Ok... I used a multi-meter to check the 12v rail voltage. It stays at 12v on idle and fluctuates slightly (very, very slightly) on load. So, that shouldn't be causing any problems. I'm rebooting now, to reset the memory voltage to default. I raised it, because I was overclocking the processor via the FSB, but I forgot that I locked the memory at 166 mhz, so the increase in voltage should be unnecessary. Thanks for the help, btw!


----------



## 1 g0t 0wn3d (Jan 31, 2007)

*Re: Random Reboot After Overclock*

Sure mem voltage is sometimes not needed even if overclocking mine is running at stock and from the stock 533mhz its at 707 mhz not bad for 20$ ram lol


----------



## chrispm84 (Mar 28, 2008)

*Re: Random Reboot After Overclock*

LOL! I second that! I haven't overclocked my memory... I'm waiting to get a dual-channel kit, before I go that route!


----------



## 1 g0t 0wn3d (Jan 31, 2007)

*Re: Random Reboot After Overclock*

thats a good plan


----------



## chrispm84 (Mar 28, 2008)

*Re: Random Reboot After Overclock*

Well, if you don't have any other ideas, I'll go ahead and keep an eye on the pc... I'm going to change out the PSU anyway... Not now, but it's on my to-do list. I'm just surprised that I overclocked it by 600 mhz, without any heat problems... Then again, Arctic Silver is the thermal compound God!!!


----------



## 1 g0t 0wn3d (Jan 31, 2007)

*Re: Random Reboot After Overclock*

Yeah what power supply do you have?


----------



## chrispm84 (Mar 28, 2008)
* * * *
EXERCISES TO COMPLETE:
(a) In the forum thread about random reboots after overclocking, at what speed had the memory been locked?
(b) Continue the forum thread about random reboots after overclocking from the point at which it ends.

PROVIDED DATA:
* * * *
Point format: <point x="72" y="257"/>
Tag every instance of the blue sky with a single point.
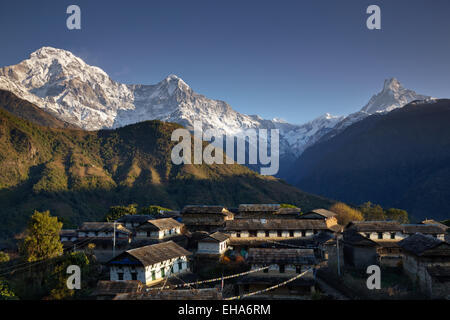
* * * *
ANSWERS TO THE TASKS:
(a) 166 MHz.

(b)
*Re: Random Reboot After Overclock*

I have an Orion 585 watt PSU. Here's a link to it:

http://www.tigerdirect.com/applications/SearchTools/item-details.asp?Sku=V133-6041

I'm waiting to change the PSU, so I can change some other things at the same time. I have 3 80mm exhaust fans, 1 120mm intake fan, that are all running from generic molex connectors. I want to replace all the fans and get a fan controller. I just figured I'd wait to change out the PSU and do it all together... lol... I just realized how many fans are in my PC... 4 cases fans, 1 graphics card fan, 1 CPU fan, 2 PSU fans... 8 fans... lol... Sorry, I'm easily amused!


----------



## chrispm84 (Mar 28, 2008)

*Re: Random Reboot After Overclock*

Okay, I decided that 2.8 wasn't worth the pain, so I dropped my overclock down to 2.6 and it's holding steady, so far. I'll get back with you, if it starts acting up, again. Thanks for all the help!


----------



## 1 g0t 0wn3d (Jan 31, 2007)

*Re: Random Reboot After Overclock*

Ok hopfully when you change out that psu we can get it higher


----------



## chrispm84 (Mar 28, 2008)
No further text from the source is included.